EXERCISE PROMPT => Could you please retype all of the records exactly, skipping any pictures?

DATA =>
• • • • •
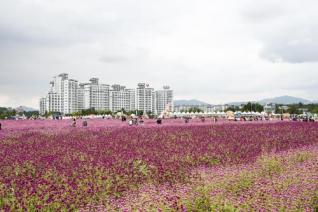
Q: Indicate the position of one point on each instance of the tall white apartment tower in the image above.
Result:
(42, 106)
(145, 98)
(164, 100)
(121, 98)
(69, 96)
(93, 95)
(62, 95)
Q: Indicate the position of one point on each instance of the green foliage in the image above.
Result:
(270, 165)
(243, 182)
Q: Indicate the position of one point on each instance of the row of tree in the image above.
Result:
(299, 108)
(247, 107)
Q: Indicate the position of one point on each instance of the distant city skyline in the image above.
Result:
(213, 51)
(67, 95)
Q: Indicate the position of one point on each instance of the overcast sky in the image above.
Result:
(215, 51)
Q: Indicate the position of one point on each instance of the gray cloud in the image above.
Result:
(216, 51)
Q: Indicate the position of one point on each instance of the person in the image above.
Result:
(130, 122)
(74, 123)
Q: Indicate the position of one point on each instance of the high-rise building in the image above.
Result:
(62, 95)
(145, 98)
(43, 106)
(164, 100)
(93, 95)
(68, 96)
(122, 98)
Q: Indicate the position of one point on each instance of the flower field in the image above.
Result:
(48, 165)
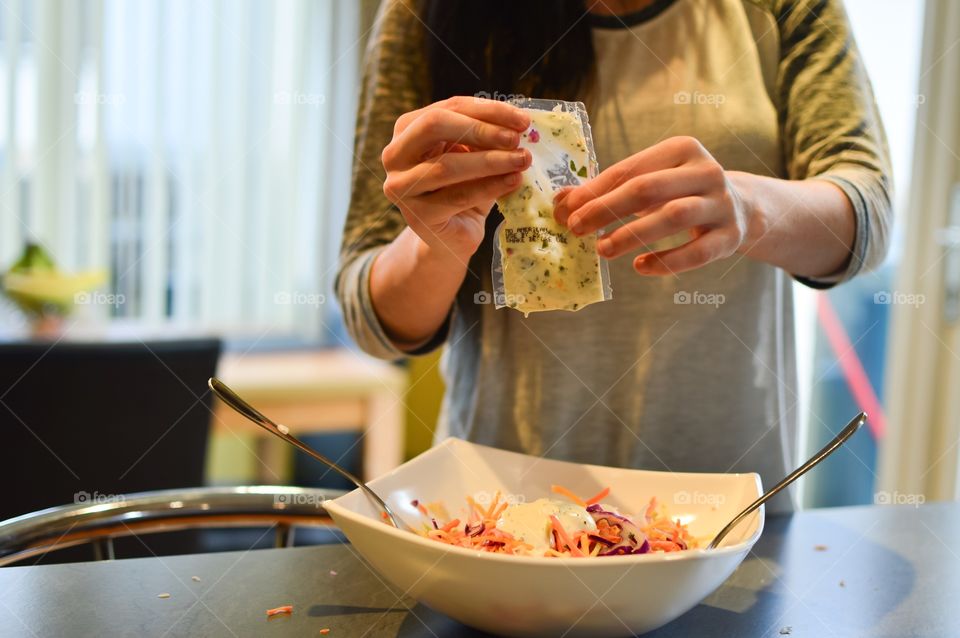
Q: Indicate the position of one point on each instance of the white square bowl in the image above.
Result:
(538, 596)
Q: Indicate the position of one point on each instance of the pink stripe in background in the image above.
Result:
(853, 372)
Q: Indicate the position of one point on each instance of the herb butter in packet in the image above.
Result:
(537, 263)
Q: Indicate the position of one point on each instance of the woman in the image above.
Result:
(739, 146)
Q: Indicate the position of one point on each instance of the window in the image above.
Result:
(846, 329)
(197, 151)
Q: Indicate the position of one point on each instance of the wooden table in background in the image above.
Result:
(315, 392)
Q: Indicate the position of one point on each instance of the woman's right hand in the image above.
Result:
(448, 162)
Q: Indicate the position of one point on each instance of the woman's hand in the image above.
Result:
(448, 162)
(673, 186)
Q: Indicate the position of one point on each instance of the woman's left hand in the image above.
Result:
(673, 186)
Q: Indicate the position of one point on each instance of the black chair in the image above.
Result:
(85, 422)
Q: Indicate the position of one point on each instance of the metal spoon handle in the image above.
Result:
(827, 450)
(234, 400)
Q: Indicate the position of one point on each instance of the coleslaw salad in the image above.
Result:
(599, 529)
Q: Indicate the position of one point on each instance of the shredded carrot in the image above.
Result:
(449, 526)
(599, 497)
(563, 537)
(559, 489)
(478, 530)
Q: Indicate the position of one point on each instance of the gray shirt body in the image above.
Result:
(693, 372)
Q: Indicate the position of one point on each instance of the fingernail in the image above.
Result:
(559, 213)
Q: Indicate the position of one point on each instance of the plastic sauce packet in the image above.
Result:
(537, 263)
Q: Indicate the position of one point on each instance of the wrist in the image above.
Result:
(756, 215)
(438, 252)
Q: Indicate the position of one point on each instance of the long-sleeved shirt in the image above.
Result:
(693, 372)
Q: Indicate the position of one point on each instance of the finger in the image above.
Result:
(446, 202)
(667, 154)
(441, 125)
(490, 111)
(453, 168)
(635, 196)
(710, 246)
(668, 220)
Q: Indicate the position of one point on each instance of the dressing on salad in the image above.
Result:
(550, 527)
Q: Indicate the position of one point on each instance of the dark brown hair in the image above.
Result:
(535, 48)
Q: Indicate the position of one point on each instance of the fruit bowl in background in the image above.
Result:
(42, 292)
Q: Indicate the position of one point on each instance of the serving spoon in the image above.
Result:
(827, 450)
(233, 400)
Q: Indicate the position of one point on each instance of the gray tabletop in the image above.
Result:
(861, 571)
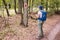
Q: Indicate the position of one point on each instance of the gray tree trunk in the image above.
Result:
(25, 16)
(20, 6)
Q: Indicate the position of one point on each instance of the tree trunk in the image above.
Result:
(20, 6)
(25, 16)
(15, 6)
(46, 5)
(6, 7)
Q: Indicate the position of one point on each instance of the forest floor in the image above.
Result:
(12, 30)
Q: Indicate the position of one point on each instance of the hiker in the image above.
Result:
(42, 15)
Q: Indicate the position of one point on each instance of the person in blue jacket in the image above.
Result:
(42, 15)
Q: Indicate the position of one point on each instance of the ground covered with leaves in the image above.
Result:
(10, 28)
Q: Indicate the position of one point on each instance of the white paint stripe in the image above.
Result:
(53, 33)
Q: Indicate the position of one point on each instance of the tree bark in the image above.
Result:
(6, 7)
(20, 6)
(25, 16)
(15, 6)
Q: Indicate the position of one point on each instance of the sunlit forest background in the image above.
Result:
(18, 19)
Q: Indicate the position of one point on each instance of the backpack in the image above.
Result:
(44, 16)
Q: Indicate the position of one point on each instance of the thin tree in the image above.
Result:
(25, 16)
(6, 7)
(15, 6)
(20, 6)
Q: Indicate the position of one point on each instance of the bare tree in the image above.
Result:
(20, 6)
(25, 16)
(15, 6)
(6, 7)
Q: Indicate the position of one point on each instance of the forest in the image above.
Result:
(18, 19)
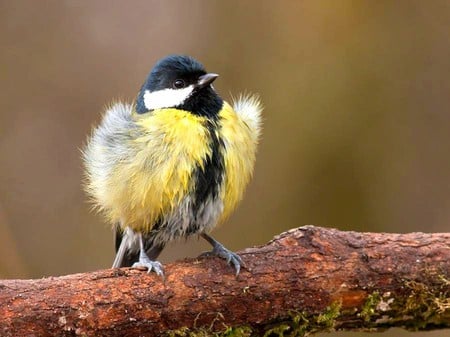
• • • • •
ANSWER TO THIS PROBLEM =>
Q: Indicate the position of one point on each instance of the tall white apartment tower in the image above.
Result:
(42, 106)
(145, 98)
(164, 100)
(121, 98)
(69, 96)
(93, 95)
(62, 95)
Q: Indicate the position of one point on each instance of the green foliage in the image above.
Result:
(270, 165)
(243, 182)
Q: Indicate the position of one point on each instance of the row of tree in the image above.
Result:
(299, 108)
(247, 107)
Q: Indicate the position of one point on each instance of the distant city skyline in the image above.
Result:
(213, 51)
(67, 95)
Q: Indicate the position of one point on each instance of the overcast sky in the image above.
Result:
(215, 51)
Q: Indicate the position of one point on each instance of the gray cloud in the image above.
Result:
(216, 51)
Q: Indicate the position of one point on each instance of the person in the image above.
Result:
(130, 122)
(74, 123)
Q: Indicate the position of one point on each instance of the high-rise building in the image above.
Result:
(62, 95)
(145, 98)
(43, 106)
(164, 100)
(93, 95)
(68, 96)
(122, 98)
Q: Indicate the position of one point on each instance of the flower field in the image above.
Result:
(48, 165)
Q: Indicate the position of one point on each instance of the white square bowl in the image above.
Result:
(538, 596)
Q: Indicate the position of one point on each instance of the pink stripe in background in the image above.
Result:
(853, 372)
Q: Indicate the position of one point on each instance of the herb butter in packet in the image above.
Result:
(537, 263)
Q: Indicate the position of one point on each instance of the woman in the image above.
Result:
(739, 146)
Q: Indicate the position of one point on each instance of the window in the image above.
Result:
(846, 329)
(197, 151)
Q: Indicate the position of one point on each instance of the wooden table in background in the image above.
Result:
(315, 392)
Q: Indicate the position of one point on each instance of the woman's right hand in the image above.
Result:
(448, 162)
Q: Indicate the position of one point on each instance of the woman's hand in the image above.
Result:
(448, 162)
(673, 186)
Q: Indicate the position of one point on each instance of the woman's left hand in the image above.
Result:
(673, 186)
Q: Indicate the position of one point on each instance of the black chair in the image above.
Result:
(85, 422)
Q: Indicate the position of one point on each instance of the metal spoon handle in the image above.
Result:
(827, 450)
(234, 400)
Q: Indicate the position of one point on each instance of the coleslaw salad in the image above.
Result:
(599, 529)
Q: Indicate the position of one point on each instance of the shredded carrot in the image above.
Result:
(449, 526)
(599, 497)
(563, 537)
(559, 489)
(478, 530)
Q: Indicate the position of one point on each instance of the gray shirt body in the image above.
Result:
(693, 372)
Q: Indicate the position of one point on each instance of the fingernail in the image above.
Result:
(559, 213)
Q: Indicate the position of one point on each instance of the plastic sauce packet in the image above.
Result:
(537, 263)
Q: Indicate the position of one point on each instance of the wrist in the image above.
Result:
(756, 215)
(438, 252)
Q: Indicate the position of one point on each instance of the long-sleeved shirt in the image above.
Result:
(693, 372)
Q: Indicate the position of one point on each instance of the finger in the image above.
Result:
(446, 202)
(667, 154)
(441, 125)
(490, 111)
(453, 168)
(635, 196)
(710, 246)
(668, 220)
Q: Indicate the position of one point on each instance of the dressing on salad in the image above.
Result:
(550, 527)
Q: Indicate the position of one point on each instance of the dark brown hair in the image above.
Result:
(535, 48)
Q: Indicate the position of one point on each instance of the fruit bowl in background in the image above.
Result:
(42, 292)
Q: Indicate the position of one point on each instance of the serving spoon in the image above.
Result:
(827, 450)
(233, 400)
Q: Indicate the position of one point on each instance of the gray tabletop in the image above.
Result:
(861, 571)
Q: Indicate the position of one point on each instance of the gray tree trunk in the image above.
Result:
(25, 16)
(20, 6)
Q: Indicate the position of one point on each instance of the tree trunk in the image above.
Result:
(20, 6)
(25, 16)
(15, 6)
(46, 5)
(6, 7)
Q: Indicate the position of one point on each instance of the forest floor in the image above.
Result:
(12, 30)
Q: Indicate the position of one point on each instance of the hiker in the image above.
Result:
(42, 15)
Q: Indicate the position of one point on each instance of the person in blue jacket in the image above.
Result:
(42, 15)
Q: Indicate the position of one point on each instance of the ground covered with leaves in the image above.
Result:
(10, 28)
Q: Indicate the position of one point on each instance of the white paint stripe in the image above.
Result:
(53, 33)
Q: Indicate the position of one point on each instance of the tree bark in the image above.
Result:
(6, 7)
(20, 6)
(25, 16)
(15, 6)
Q: Indicate the position of one point on each instance of the sunlit forest background in the image above.
Result:
(18, 19)
Q: Indicate the position of one point on each instance of the backpack in the image above.
Result:
(44, 16)
Q: Indicate the position of one point on each instance of the thin tree in the image above.
Result:
(25, 16)
(6, 7)
(15, 6)
(20, 6)
Q: Indicate the position of one point on each instance of the bare tree in the image above.
Result:
(20, 6)
(25, 16)
(15, 6)
(6, 7)
Q: Indicate the position of one point on each instance of the forest in the image above.
Result:
(18, 19)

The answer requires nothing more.